=== DIRECTIONS FOR THIS TASK ===
Please set down, word for word, each line from the one containing "Pin a point on every instance of the black pen" through the final line of the records below, both included, and nothing else.

=== RECORDS ===
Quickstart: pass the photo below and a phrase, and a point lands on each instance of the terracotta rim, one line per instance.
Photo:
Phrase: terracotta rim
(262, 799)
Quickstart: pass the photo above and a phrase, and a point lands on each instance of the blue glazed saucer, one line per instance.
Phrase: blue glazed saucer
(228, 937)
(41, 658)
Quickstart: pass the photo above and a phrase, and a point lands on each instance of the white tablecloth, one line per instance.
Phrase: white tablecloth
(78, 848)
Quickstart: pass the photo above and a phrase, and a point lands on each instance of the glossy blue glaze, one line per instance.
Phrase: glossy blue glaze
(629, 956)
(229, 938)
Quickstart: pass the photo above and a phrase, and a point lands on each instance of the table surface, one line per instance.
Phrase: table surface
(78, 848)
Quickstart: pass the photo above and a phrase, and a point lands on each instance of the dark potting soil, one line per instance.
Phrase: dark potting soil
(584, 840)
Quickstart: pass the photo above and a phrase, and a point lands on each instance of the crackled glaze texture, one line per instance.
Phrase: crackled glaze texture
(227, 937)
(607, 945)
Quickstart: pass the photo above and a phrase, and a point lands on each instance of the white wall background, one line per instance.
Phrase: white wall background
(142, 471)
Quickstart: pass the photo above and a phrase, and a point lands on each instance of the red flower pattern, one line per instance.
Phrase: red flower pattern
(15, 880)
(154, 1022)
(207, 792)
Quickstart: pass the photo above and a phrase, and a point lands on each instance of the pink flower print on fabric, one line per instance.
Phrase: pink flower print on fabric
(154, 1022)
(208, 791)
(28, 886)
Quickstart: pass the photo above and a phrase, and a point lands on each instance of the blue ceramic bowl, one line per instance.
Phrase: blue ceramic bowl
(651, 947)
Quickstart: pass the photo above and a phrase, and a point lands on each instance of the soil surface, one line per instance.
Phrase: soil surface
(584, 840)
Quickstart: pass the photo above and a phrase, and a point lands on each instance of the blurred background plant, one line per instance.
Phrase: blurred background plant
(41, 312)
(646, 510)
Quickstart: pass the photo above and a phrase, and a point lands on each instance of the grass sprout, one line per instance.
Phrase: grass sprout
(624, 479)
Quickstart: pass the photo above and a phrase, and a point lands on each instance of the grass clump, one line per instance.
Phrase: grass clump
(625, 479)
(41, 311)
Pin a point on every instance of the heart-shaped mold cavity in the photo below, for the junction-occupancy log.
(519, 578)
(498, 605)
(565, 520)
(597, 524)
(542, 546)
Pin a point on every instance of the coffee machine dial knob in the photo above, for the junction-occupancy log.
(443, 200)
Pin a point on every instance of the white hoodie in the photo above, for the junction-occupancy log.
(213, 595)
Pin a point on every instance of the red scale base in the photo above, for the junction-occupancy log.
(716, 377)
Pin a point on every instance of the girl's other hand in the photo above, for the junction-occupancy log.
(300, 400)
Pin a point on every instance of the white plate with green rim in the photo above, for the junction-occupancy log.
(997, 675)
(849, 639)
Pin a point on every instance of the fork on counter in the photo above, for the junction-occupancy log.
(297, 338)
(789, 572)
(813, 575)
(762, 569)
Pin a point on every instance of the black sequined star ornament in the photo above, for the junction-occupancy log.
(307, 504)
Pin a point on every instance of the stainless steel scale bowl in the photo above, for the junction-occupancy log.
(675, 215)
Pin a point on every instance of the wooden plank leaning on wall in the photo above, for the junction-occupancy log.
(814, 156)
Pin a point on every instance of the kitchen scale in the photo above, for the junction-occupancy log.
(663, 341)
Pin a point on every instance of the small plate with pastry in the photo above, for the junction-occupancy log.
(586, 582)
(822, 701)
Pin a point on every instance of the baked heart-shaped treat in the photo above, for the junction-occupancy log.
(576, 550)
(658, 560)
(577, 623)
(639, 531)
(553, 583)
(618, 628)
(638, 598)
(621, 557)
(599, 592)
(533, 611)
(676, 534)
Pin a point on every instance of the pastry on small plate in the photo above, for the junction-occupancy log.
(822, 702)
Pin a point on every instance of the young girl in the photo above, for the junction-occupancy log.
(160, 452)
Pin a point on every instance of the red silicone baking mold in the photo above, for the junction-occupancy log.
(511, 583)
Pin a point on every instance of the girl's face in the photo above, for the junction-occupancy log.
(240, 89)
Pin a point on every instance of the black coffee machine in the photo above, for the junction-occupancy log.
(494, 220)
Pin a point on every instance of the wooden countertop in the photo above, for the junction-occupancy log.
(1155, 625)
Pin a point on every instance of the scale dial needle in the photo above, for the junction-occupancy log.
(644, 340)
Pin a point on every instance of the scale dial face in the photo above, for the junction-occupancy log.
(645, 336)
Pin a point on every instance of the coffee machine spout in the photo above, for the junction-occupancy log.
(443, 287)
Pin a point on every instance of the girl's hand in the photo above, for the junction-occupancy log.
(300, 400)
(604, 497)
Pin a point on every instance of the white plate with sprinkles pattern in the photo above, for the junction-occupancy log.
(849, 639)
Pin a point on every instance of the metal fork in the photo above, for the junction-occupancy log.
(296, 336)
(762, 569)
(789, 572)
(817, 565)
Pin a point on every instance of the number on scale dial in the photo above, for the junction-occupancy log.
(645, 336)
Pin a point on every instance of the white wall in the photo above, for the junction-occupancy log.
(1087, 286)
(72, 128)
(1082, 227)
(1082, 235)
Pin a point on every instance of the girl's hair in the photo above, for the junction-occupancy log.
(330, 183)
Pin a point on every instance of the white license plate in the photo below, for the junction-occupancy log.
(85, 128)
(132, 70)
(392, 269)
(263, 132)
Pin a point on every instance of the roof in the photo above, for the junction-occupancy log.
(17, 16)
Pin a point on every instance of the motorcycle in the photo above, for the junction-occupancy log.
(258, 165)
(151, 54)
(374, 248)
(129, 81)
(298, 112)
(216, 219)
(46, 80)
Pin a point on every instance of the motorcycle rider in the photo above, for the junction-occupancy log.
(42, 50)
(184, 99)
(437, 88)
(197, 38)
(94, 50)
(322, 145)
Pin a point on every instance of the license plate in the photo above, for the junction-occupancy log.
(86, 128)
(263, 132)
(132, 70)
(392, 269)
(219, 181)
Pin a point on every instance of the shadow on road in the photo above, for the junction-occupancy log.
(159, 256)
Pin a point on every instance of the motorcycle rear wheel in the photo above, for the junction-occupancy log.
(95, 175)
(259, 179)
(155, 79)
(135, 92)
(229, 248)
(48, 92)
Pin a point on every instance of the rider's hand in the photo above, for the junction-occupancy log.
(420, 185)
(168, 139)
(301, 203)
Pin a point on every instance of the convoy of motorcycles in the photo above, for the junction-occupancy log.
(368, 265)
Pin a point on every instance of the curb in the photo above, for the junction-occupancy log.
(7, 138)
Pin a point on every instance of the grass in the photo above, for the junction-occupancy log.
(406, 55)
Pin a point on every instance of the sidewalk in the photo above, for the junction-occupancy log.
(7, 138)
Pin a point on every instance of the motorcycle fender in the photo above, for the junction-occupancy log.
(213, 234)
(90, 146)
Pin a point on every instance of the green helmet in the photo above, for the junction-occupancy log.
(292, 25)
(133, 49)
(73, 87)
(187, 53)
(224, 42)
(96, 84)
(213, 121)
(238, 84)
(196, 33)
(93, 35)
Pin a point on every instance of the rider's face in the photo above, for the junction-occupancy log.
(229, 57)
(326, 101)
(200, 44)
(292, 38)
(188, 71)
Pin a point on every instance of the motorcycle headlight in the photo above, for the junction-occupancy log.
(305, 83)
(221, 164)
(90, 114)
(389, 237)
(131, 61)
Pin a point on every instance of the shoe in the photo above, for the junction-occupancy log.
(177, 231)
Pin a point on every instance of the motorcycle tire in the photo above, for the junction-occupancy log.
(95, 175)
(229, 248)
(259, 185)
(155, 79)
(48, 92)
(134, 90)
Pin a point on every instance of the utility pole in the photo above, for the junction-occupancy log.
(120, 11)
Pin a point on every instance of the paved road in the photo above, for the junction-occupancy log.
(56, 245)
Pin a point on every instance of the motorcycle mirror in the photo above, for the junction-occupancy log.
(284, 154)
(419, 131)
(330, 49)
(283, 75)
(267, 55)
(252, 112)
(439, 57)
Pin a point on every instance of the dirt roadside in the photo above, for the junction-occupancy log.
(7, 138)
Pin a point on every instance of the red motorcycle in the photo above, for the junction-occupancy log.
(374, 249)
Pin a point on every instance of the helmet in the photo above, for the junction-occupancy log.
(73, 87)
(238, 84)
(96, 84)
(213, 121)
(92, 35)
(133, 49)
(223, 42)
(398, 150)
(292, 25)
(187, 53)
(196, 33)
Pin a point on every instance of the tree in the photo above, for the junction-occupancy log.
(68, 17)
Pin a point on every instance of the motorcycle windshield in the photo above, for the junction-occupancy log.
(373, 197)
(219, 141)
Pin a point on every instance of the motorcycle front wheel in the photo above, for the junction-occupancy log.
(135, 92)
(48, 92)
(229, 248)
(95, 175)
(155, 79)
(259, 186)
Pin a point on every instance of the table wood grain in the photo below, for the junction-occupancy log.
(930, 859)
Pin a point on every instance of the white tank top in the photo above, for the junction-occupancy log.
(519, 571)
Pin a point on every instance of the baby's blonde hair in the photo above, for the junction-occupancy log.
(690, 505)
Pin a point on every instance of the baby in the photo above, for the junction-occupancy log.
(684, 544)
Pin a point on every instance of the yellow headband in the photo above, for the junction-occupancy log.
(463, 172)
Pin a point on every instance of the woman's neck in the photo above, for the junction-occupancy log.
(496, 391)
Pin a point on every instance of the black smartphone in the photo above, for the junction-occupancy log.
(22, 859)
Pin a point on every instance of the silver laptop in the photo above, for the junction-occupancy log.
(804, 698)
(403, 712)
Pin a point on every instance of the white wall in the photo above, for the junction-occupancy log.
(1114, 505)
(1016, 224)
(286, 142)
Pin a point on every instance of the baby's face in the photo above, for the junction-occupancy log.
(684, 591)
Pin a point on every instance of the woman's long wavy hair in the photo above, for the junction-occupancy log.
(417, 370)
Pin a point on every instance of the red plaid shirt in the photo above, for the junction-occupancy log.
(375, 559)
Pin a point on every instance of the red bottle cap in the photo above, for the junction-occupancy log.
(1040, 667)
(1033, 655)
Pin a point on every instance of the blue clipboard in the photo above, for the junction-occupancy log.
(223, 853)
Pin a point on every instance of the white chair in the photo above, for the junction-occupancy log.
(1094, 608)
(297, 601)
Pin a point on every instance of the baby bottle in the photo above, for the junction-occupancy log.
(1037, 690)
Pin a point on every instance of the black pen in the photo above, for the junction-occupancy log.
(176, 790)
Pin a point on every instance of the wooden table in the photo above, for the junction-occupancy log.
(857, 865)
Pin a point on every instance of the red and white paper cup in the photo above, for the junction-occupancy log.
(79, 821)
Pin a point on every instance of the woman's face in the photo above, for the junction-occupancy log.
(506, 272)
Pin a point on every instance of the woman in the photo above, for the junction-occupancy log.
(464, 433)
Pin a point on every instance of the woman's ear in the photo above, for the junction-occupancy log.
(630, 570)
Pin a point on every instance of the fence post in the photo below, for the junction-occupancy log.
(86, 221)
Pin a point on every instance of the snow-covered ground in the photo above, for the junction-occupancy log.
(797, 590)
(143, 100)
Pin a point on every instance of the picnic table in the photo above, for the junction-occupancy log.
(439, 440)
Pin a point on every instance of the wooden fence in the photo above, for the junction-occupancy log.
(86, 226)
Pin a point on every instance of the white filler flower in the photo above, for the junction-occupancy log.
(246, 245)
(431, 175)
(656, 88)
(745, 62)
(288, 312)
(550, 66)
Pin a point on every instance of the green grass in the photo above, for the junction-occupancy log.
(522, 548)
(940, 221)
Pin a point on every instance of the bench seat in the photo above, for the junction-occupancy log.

=== SOLUTION TO THE PROBLEM ===
Pin a point on every instance of the black pen in the photo above, for the junction-occupancy log.
(176, 790)
Pin a point on every instance of the wooden table in the photo above, for the junction-occupancy log.
(857, 865)
Pin a point on every instance of the red and white paper cup in the photo above, for the junction-occupancy log.
(79, 821)
Pin a point on every instance of the woman's face in the photo above, for the junction-occupancy log.
(506, 272)
Pin a point on every instance of the woman in the photo above, for the junction-occupancy log.
(464, 433)
Pin a point on every instance of the woman's ear in the photo above, for the junction-occupancy log.
(630, 570)
Pin a point on every instance of the fence post in the photo below, for the junction-occupancy log.
(86, 221)
Pin a point on every instance of the snow-covered ground in the photo above, for the junction-occupancy log.
(797, 590)
(143, 100)
Pin a point on every instance of the picnic table in the photo above, for the junction-occupancy log.
(439, 440)
Pin a point on every instance of the wooden fence in the photo above, for the junction-occupancy log.
(86, 226)
Pin a point on every instance of the white filler flower in the photo above, for the junction-occupancy log.
(246, 245)
(431, 175)
(656, 88)
(745, 62)
(288, 312)
(550, 66)
Pin a point on every instance of the green grass in the photo above, for the junction-occupancy log.
(522, 548)
(940, 221)
Pin a point on every instance of the bench seat in the photo above, for the junction-occupancy log.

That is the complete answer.